In Nevada, Green Party candidate Jill Stein got enough signatures to be placed on the general election ballot. But the state’s Supreme Court has denied her ballot access based on a technicality: Her campaign used the form for ballot initiatives rather than minor candidates. Stein is outraged, saying that her party used the forms they were “directed” to use by the Nevada Secretary of State, which told her campaign that they had achieved an adequate number of signatures as early as June. “This is a slap in the face to democracy, to the rule of law, and to millions of voters in NV who are now denied a real choice by the machinations of the corrupt political elite,” she posted to Twitter. (NBC 3 Las Vegas)
If we can’t actually get Stein on the presidential ballot, can we at least get a referendum that looks like this?
The Federalist Society’s Leonard Leo is trying to make political dark money contributions tax-deductible. (The Lever)
Essentially, prisoners—who are not given any special training or, often, any protective equipment—are thrown into a rodeo ring to perform tricks with bulls, horses, and other dangerous animals, all as a spectacle for a rabidly cheering crowd. The nature of the acts varies, but one of the most common is “convict poker,” in which a group of prisoners sits around a table playing cards, and an angry bull is released in their direction. (The last one sitting “wins.”)
[CONTENT WARNING: DISTURBING FOOTAGE]
There’s also an event called “Guts and Glory,” in which a poker chip is placed between a bull’s horns, and prisoners are rewarded with a cash prize if they can retrieve it:
Supposedly, all of this is voluntary. But as Marina Manoukian writes for Grunge, participating in the Rodeo is one of the only ways for Louisiana prisoners to make real money, since they only get paid between 2 and 40 cents an hour for their labor, and essential services like visiting the prison doctor can cost as much as $3. Manoukian notes that “because the imprisoned people interacting with the animals are inexperienced, injuries occur more often than not,” and compares the event to the gladiatorial games of Ancient Rome, where enslaved people were often forced to fight lions and other animals for the entertainment of the elite:
Imprisoned people are frequently tossed over 20 feet into the air by the animals and frequently end up with broken bones, gouged limbs, and concussions. And in addition to injuries sustained during the prison rodeo itself, many also continue to suffer from ongoing chronic conditions as a result of competing in the rodeo. Some are even missing muscles in their body after having them gored out by one of the bulls.

-*-

REQUIRED WORK:
[1] According to the excerpt, how much are Louisiana prisoners paid per hour for their labor?
[2] Please repeat the part of the excerpt that opens with the words containing "If we can’t" and closes with "tax-deductible. (The Lever)", keeping every word unchanged.

-*-

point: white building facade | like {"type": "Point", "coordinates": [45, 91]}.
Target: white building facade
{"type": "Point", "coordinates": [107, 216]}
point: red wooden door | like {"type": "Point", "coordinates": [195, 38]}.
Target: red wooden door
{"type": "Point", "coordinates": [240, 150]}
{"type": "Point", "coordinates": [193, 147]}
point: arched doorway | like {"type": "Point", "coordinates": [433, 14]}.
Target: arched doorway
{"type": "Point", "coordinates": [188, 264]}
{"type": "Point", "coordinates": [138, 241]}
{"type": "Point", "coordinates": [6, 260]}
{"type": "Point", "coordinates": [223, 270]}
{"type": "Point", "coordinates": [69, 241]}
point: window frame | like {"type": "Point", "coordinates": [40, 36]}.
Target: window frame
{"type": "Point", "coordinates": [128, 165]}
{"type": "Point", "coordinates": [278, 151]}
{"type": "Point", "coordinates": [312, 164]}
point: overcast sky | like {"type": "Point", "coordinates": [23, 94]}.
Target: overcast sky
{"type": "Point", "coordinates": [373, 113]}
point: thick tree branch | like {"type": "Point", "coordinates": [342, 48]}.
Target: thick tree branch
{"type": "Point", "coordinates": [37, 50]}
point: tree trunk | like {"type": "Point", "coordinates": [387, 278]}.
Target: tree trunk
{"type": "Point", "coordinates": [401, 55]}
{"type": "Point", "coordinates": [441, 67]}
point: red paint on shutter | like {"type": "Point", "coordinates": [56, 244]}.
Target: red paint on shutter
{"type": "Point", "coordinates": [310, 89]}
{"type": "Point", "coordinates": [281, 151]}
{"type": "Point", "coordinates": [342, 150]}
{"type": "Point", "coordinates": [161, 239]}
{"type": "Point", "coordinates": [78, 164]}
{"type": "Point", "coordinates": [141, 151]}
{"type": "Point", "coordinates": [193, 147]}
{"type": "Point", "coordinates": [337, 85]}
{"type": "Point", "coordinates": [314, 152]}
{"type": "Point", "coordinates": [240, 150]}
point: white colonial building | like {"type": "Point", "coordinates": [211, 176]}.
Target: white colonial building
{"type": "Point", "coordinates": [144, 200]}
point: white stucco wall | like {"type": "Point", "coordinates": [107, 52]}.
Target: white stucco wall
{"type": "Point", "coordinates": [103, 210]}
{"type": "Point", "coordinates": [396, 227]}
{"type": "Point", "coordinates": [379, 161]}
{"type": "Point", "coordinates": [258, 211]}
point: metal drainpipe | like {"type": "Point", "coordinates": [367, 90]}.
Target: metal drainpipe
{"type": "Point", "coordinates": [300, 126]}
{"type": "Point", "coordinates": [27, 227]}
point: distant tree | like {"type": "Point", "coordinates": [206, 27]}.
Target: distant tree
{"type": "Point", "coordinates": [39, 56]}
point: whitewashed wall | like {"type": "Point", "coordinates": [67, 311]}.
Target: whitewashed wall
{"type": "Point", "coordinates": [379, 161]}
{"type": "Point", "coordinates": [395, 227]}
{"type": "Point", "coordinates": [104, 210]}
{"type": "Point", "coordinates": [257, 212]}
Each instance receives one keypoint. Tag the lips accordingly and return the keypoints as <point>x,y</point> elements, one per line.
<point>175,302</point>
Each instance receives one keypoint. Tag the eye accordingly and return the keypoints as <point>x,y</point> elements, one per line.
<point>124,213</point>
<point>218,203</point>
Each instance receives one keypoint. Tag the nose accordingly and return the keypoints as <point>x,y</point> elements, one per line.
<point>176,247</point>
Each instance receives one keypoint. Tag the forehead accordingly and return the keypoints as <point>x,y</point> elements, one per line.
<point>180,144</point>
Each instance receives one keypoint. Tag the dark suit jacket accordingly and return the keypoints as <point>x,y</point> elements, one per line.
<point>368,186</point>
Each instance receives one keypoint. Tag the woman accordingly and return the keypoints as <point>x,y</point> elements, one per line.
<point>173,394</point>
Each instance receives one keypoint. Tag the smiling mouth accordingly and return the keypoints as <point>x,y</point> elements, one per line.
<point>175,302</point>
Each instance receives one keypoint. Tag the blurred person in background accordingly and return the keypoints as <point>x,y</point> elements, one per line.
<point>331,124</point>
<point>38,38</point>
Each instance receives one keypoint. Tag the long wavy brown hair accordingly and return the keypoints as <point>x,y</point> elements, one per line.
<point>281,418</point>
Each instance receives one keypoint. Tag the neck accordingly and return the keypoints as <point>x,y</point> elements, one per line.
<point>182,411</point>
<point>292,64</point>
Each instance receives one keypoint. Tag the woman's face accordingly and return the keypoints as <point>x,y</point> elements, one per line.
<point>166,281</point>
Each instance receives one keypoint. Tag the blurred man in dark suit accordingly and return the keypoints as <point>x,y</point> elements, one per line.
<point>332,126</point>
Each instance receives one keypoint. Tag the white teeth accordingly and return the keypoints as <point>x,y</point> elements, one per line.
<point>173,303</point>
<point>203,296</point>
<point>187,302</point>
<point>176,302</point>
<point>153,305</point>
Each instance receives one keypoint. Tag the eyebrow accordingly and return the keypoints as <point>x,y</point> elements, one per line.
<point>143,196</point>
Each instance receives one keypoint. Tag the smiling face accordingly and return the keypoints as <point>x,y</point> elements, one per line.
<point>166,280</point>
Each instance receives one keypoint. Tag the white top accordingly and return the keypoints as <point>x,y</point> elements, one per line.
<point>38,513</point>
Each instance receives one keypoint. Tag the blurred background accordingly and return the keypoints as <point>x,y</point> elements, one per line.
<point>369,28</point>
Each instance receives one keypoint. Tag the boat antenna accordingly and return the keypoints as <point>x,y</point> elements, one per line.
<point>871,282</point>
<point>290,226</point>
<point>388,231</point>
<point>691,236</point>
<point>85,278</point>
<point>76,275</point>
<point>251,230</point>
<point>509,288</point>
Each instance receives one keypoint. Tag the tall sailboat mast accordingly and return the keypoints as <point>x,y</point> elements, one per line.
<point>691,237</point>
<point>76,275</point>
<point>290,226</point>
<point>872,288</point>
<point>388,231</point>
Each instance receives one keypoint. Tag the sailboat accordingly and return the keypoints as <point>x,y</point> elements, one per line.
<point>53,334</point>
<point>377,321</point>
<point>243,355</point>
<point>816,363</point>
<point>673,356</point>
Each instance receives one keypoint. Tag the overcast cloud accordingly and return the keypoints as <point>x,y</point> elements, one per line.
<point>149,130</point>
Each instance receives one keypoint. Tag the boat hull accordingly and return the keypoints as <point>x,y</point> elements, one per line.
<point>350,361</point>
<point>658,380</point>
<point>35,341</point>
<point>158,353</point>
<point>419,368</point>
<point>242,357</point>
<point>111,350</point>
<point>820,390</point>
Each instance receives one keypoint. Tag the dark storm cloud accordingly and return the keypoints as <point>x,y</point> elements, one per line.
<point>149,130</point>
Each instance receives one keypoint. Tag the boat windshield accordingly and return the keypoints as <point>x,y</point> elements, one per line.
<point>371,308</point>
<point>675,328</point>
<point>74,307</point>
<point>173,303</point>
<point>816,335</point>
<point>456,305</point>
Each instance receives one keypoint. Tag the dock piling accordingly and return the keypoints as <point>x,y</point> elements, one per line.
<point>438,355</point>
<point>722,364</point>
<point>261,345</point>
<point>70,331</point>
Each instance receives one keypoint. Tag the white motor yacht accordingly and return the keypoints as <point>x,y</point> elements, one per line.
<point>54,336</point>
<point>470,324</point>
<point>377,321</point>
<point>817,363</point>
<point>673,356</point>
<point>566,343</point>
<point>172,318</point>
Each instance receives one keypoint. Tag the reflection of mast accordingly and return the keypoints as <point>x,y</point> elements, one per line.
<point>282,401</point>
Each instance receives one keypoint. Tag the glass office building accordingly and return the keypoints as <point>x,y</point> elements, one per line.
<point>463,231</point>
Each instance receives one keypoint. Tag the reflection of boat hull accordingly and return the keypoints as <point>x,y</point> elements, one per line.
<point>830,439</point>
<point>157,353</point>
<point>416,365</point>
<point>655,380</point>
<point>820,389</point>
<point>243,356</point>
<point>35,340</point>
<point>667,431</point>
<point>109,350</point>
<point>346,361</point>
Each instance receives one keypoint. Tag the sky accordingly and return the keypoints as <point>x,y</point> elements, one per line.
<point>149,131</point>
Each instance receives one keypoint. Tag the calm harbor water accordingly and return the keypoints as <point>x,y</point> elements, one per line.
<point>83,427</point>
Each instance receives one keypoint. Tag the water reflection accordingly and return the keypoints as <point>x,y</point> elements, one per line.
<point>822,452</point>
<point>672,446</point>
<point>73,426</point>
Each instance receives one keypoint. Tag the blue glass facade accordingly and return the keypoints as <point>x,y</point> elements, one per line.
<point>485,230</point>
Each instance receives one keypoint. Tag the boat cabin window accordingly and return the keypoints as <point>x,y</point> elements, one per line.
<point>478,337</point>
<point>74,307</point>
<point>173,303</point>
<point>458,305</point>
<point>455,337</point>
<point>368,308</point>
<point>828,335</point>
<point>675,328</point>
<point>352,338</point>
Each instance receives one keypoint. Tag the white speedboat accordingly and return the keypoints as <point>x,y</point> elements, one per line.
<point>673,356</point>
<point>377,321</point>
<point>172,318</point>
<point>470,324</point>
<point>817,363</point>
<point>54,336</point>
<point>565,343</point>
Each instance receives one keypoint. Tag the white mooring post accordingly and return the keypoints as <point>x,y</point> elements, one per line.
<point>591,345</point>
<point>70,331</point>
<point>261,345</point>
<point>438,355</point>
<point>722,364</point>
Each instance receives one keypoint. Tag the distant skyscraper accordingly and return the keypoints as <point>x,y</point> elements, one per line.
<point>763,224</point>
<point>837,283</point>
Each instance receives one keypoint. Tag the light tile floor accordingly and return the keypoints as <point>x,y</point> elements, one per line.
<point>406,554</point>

-*-

TASK-BY-TASK ANSWERS:
[1] Between 2 and 40 cents an hour.

[2]
If we can’t actually get Stein on the presidential ballot, can we at least get a referendum that looks like this?
The Federalist Society’s Leonard Leo is trying to make political dark money contributions tax-deductible. (The Lever)